DATA PROVIDED:

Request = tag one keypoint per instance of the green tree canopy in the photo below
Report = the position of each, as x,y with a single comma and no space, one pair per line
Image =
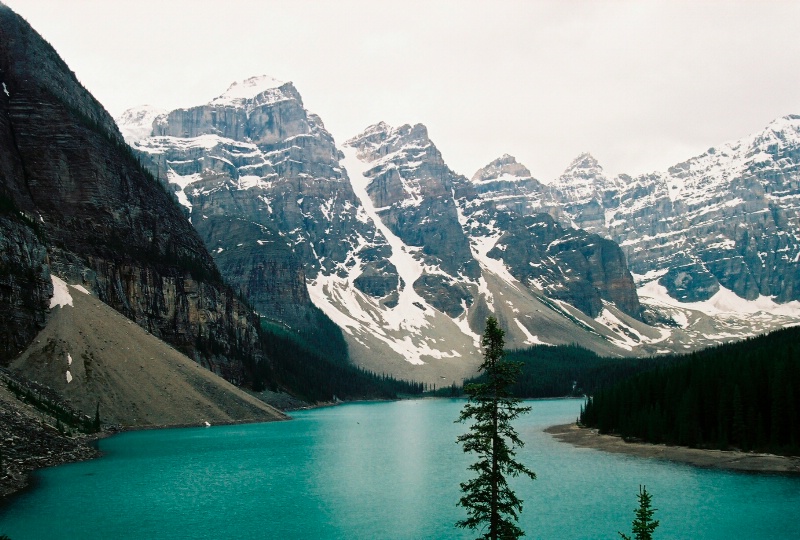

...

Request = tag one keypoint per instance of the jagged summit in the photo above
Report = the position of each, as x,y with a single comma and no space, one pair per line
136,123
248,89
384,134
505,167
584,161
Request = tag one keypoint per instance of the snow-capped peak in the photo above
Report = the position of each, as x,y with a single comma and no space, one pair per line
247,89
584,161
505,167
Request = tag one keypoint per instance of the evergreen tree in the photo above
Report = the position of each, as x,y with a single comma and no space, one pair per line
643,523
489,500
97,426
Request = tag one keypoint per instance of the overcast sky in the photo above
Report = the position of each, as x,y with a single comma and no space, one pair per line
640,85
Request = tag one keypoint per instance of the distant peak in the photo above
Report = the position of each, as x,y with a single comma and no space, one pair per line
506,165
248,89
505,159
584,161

HOW TO COMPLETE THIS TASK:
Locate the word "above" in the entries, and copy every line where it is found.

THE COMPLETED TASK:
Request = tag one keypoint per instance of the jagged summit in the photo above
Request = tag one keypoint per instance of the snow-capped peak in the photo above
Request = tag one keypoint per instance of the evergreen tree in the photo above
Request = tag one keypoint per instance of the overcast sky in the photo above
Request = tag one keypoint per instance of the distant peak in the photo above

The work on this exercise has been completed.